* _EXERCISE GOAL_: Search the records for "small" and copy each line that holds it.

..........

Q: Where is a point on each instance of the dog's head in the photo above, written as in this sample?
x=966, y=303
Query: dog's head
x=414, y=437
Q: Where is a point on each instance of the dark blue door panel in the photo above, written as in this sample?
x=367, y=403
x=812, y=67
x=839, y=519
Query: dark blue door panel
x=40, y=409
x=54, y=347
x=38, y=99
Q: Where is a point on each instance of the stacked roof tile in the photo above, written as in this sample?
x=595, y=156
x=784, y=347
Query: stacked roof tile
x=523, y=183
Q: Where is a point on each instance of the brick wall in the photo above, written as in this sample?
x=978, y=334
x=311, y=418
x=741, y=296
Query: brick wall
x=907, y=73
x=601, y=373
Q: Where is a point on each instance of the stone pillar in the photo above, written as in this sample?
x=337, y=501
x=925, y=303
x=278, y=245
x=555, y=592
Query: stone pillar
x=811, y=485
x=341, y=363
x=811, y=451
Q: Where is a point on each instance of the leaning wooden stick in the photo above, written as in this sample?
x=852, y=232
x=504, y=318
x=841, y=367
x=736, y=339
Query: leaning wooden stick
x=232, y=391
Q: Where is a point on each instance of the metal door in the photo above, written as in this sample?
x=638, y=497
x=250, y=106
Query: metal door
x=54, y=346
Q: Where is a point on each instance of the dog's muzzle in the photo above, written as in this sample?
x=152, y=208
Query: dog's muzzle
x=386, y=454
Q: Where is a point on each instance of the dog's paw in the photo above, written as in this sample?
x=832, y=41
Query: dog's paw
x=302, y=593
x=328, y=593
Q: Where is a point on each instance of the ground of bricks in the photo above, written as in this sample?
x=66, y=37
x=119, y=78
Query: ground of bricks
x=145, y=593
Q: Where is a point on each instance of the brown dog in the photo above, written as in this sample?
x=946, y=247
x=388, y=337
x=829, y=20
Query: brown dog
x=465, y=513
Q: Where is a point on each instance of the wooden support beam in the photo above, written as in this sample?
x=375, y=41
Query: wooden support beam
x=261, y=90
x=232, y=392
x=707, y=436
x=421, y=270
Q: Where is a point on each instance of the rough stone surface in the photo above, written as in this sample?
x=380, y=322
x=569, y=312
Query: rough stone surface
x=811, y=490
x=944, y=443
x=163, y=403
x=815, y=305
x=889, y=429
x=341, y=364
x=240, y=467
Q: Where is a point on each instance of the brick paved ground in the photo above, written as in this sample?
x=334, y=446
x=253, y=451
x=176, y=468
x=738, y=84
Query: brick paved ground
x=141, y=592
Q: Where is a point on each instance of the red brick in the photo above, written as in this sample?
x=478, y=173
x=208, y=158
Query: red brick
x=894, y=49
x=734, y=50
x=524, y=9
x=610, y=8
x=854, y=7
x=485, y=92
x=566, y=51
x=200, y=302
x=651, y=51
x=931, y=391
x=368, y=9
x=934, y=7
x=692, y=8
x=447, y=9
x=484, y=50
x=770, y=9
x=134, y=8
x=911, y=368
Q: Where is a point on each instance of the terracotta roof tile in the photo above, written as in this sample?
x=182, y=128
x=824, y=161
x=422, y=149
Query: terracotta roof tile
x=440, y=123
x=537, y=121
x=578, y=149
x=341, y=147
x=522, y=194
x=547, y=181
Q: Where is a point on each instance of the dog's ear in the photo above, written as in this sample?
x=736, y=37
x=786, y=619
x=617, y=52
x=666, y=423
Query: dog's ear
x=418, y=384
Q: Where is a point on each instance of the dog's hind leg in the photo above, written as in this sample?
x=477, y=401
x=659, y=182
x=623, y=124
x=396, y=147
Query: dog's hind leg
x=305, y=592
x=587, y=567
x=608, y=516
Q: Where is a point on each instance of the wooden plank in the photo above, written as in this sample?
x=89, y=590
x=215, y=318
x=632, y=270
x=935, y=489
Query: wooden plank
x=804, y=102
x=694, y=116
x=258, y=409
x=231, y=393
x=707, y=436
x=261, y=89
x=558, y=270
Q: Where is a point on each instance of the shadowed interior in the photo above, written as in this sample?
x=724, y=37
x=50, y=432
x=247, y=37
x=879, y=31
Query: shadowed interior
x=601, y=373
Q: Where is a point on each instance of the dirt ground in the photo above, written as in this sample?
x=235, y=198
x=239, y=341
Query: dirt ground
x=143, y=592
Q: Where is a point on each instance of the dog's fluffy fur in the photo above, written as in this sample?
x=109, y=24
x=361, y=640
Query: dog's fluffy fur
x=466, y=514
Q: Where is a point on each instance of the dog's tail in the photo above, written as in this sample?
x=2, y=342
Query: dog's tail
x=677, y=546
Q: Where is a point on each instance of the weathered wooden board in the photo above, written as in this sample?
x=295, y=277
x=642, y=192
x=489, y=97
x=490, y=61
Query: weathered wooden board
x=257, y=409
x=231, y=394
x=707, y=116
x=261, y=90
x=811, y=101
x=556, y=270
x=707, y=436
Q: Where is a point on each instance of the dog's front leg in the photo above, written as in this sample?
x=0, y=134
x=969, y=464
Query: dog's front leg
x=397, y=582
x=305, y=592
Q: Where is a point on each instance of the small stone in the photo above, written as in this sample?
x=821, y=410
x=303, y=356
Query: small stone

..........

* _RESULT BELOW_:
Q: Where is a point on each instance of the small stone in the photo above, written as in this sample?
Query: small stone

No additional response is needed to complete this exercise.